GOAL: Any pictures in the records below should be skipped; write out everything else exactly.

━━━━━ SUPPLIED RECORDS ━━━━━

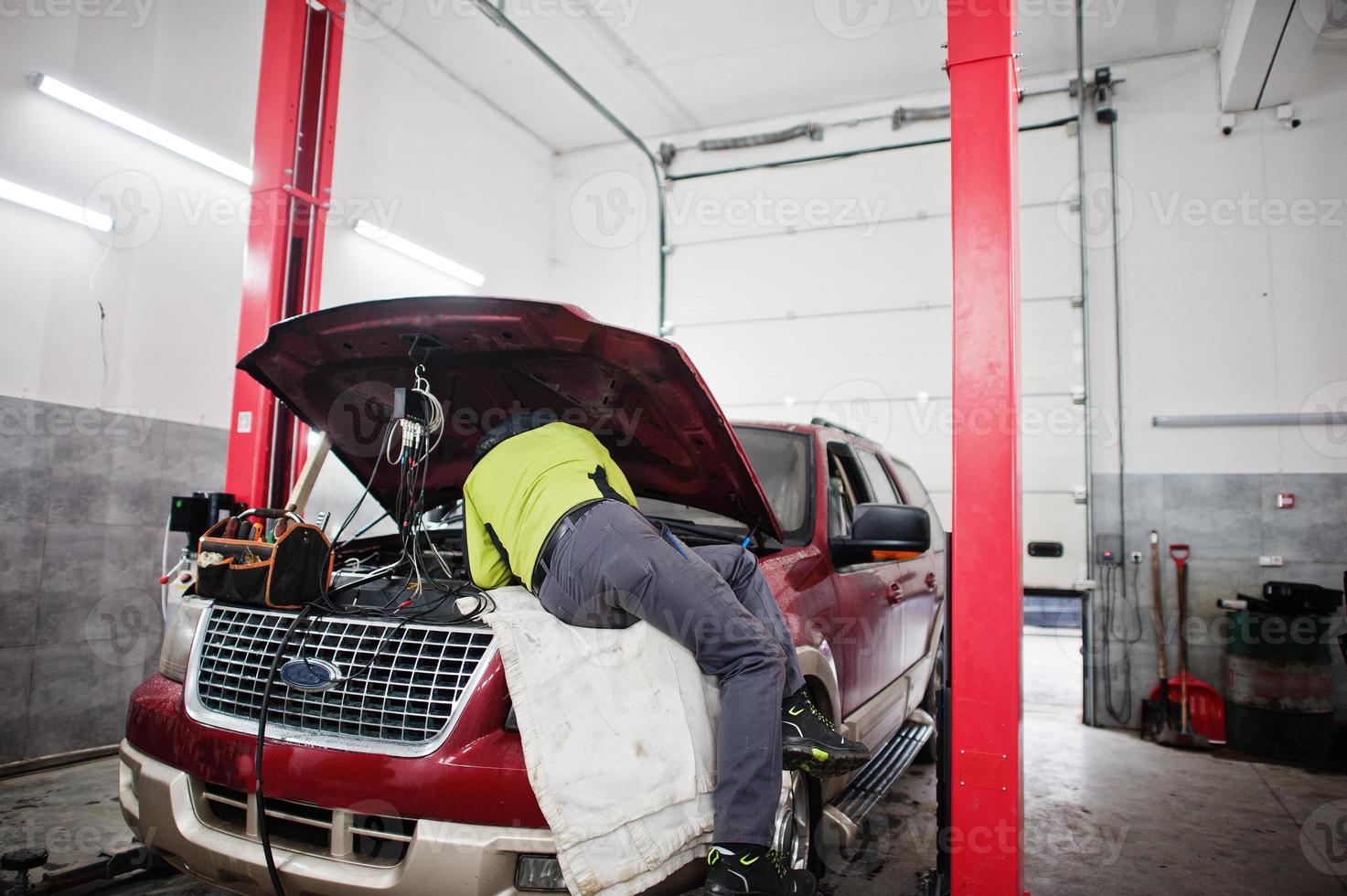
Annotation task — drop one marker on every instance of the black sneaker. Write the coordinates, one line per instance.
(811, 744)
(754, 870)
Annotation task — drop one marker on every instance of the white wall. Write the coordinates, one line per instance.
(1216, 318)
(413, 151)
(166, 281)
(1224, 312)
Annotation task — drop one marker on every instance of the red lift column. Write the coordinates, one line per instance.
(293, 156)
(986, 613)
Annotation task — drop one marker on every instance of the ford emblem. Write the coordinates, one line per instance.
(310, 676)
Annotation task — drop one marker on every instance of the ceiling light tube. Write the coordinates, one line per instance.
(51, 205)
(142, 128)
(412, 251)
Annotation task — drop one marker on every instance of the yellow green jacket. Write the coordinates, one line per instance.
(520, 489)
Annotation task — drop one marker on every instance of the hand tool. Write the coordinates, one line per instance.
(1158, 714)
(1202, 710)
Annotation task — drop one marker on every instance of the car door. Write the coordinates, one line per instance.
(916, 580)
(868, 629)
(922, 606)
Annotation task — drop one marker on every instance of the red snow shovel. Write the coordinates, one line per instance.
(1202, 710)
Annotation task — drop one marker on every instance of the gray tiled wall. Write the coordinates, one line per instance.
(1229, 520)
(84, 496)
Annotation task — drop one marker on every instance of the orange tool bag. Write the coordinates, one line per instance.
(237, 565)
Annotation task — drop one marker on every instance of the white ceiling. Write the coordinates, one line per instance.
(678, 65)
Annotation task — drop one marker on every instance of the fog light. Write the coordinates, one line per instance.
(539, 873)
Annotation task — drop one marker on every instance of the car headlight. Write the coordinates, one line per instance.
(176, 647)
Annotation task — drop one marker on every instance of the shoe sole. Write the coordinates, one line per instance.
(807, 887)
(810, 756)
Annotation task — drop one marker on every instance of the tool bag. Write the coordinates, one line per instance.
(286, 574)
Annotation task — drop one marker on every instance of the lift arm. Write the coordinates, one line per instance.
(986, 609)
(293, 159)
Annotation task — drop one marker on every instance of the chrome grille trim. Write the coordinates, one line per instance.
(404, 704)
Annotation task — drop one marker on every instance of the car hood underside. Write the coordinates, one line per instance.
(487, 357)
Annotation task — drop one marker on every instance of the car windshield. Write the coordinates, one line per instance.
(780, 460)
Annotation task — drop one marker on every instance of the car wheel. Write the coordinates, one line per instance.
(930, 751)
(796, 818)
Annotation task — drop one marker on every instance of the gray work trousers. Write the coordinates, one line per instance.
(615, 568)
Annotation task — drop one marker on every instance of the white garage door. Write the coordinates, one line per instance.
(823, 290)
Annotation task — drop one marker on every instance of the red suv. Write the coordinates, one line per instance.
(413, 778)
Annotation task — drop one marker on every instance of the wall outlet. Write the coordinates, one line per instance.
(1109, 550)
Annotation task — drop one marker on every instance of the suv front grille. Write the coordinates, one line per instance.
(401, 685)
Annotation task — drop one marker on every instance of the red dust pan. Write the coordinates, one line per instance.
(1202, 710)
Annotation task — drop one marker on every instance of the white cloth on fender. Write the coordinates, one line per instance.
(618, 730)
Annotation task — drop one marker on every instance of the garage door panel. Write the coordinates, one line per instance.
(1047, 165)
(838, 271)
(854, 325)
(897, 266)
(1053, 517)
(754, 363)
(1050, 259)
(1050, 347)
(775, 199)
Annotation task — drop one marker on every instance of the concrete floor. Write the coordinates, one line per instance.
(1106, 813)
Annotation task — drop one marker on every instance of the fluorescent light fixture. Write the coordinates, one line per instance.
(412, 251)
(142, 128)
(51, 205)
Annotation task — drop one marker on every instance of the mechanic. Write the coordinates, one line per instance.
(546, 504)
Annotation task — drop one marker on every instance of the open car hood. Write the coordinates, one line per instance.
(489, 357)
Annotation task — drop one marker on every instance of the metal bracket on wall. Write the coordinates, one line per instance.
(1320, 418)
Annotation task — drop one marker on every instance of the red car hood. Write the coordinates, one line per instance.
(489, 357)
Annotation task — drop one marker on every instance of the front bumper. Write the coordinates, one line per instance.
(163, 806)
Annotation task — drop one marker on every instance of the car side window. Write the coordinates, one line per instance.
(916, 492)
(846, 489)
(882, 486)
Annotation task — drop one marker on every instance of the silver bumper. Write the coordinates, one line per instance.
(161, 807)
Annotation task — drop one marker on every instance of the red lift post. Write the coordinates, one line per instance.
(986, 609)
(293, 164)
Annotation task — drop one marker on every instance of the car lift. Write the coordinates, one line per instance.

━━━━━

EXERCISE RESPONSE:
Annotation task — drop one marker on every instance of the black sneaker. Write the coordinates, one line per instance.
(811, 744)
(754, 870)
Annotation task — drop one marker on every instance of the white wall. Write the coordinates, one line per instance.
(1216, 318)
(413, 151)
(166, 281)
(1224, 312)
Annotation task — drop one marker on every instance of the red lift column. Write the coordinates, one line per instance.
(293, 156)
(986, 613)
Annotation task — drop one marker on every instance of the ford emblem. Write the coordinates, one line per instance.
(310, 676)
Annotation task — drop one marker on every instance of the ceiling light tube. Write the coordinates, one line per instance.
(51, 205)
(142, 128)
(412, 251)
Annotation task — drop one marker on every instance of the yellow green jacket. Write the coordinates, one line per instance.
(520, 489)
Annotation task — drop one marker on every instance of the hand tool. Write the coordinates, one line per instance.
(1158, 714)
(1202, 710)
Annotation task — drop one marker on every instance of the car door. Write the coordinates, one line per instance.
(916, 580)
(868, 629)
(922, 606)
Annotation task — drop one marker on every instance of the red snow shovel. Write the coordinates, one line per instance.
(1202, 710)
Annotation task — drop one marker on every instance of the gray tiled wall. Write the coordinates, one line per instance.
(1229, 520)
(84, 496)
Annotation task — drop one marker on every instance of the orange tool bag. Write the coordinates, one line per instance.
(237, 565)
Annotation task — drop one marker on every instance of the white ceiling. Write the coordinates, one line per instance.
(678, 65)
Annotation task — drop one marker on every instance of the fog light. Write the coordinates, one line per instance.
(539, 873)
Annotation task — drop one marker on every instance of the car headlight. Write the coordinates, one line per instance.
(176, 647)
Annotation task — drop one marker on every instance of the shoe sole. Write the coordinates, one line per instance.
(807, 887)
(810, 756)
Annotation task — drop one marker on every instance of the tool bag. Write the coordinates, one line per instance.
(286, 574)
Annotation task — drop one marker on every instance of the lift arm. Write the coordinates, one line per instance.
(986, 609)
(293, 159)
Annotation task — drop one marker on every instance of the chrome grille trim. Write the coordinates, one line per instance.
(404, 704)
Annotation task — drop one marker on every instance of the car hood underside. Write the coordinates, one line per instance.
(487, 357)
Annotation task — drop one marker on every instance of the car windshield. Write the coordinates, one line per instance.
(780, 460)
Annotation task — drop one marker on every instance of the car wheel. Write the coordinates, one line per instance.
(930, 751)
(796, 818)
Annotation task — drop one marker on every instance of the gray work trousers. Write the coordinates, one line per instance.
(615, 568)
Annotation task — drop one marker on every instance of the white garage door. Write the coordinates, one line per instance.
(823, 290)
Annotation task — drop one marker on every instance of the red suv. Write the coordinates, one line per instance.
(413, 778)
Annotation task — drop one marker on every instance of the wall outlet. Write the coordinates, one line per instance.
(1109, 550)
Annotation task — drop one marker on every instance of the suv front grille. Write the coordinates, one line per instance.
(401, 685)
Annotation task — drop one marker on every instance of the red dust pan. Write the coordinates, one line per instance.
(1202, 710)
Annotation task — drop one marker on every instance of the white cloth on fender. Write the coordinates, one line per instance.
(618, 730)
Annotation task — drop one marker on every instance of the garage door panel. Write the coordinates, one line per instance.
(1047, 165)
(838, 271)
(854, 325)
(897, 266)
(1053, 517)
(754, 363)
(1050, 259)
(1050, 347)
(775, 199)
Annotation task — drop one marker on every instance of the concrete floor. Write the coordinates, one line per instance.
(1106, 813)
Annotation task — drop one marker on every instance of the fluorescent light fixture. Write the coordinates, one line per instance.
(412, 251)
(142, 128)
(51, 205)
Annotation task — drop one marker on every instance of the mechanic. Write the coordinates, one line per instance.
(546, 504)
Annotation task — drop one marker on every instance of the open car hood. Write the coordinates, one line per instance.
(489, 357)
Annotation task — drop one marker on every instance of the metal bracket on wall. Write the coordinates, one line per instance.
(1320, 418)
Annotation task — drop one marker on every instance of the red car hood. Write the coordinates, one line per instance.
(489, 357)
Annotation task — drop one marker on every instance of the front bumper. Write the coordinates, one line per instance.
(163, 806)
Annotation task — drop one marker on every instance of the car side window. Write the coordinates, one line per instance.
(916, 492)
(846, 489)
(882, 486)
Annotation task — drop one marker on every instance of the silver bumper. Write the coordinates, one line per instance.
(161, 807)
Annotation task — drop one marker on every instance of the red lift post. Write the coordinates, one line per instance.
(986, 609)
(293, 164)
Annotation task — drop one marker on every instance of the car lift. Write the coordinates, one line per instance.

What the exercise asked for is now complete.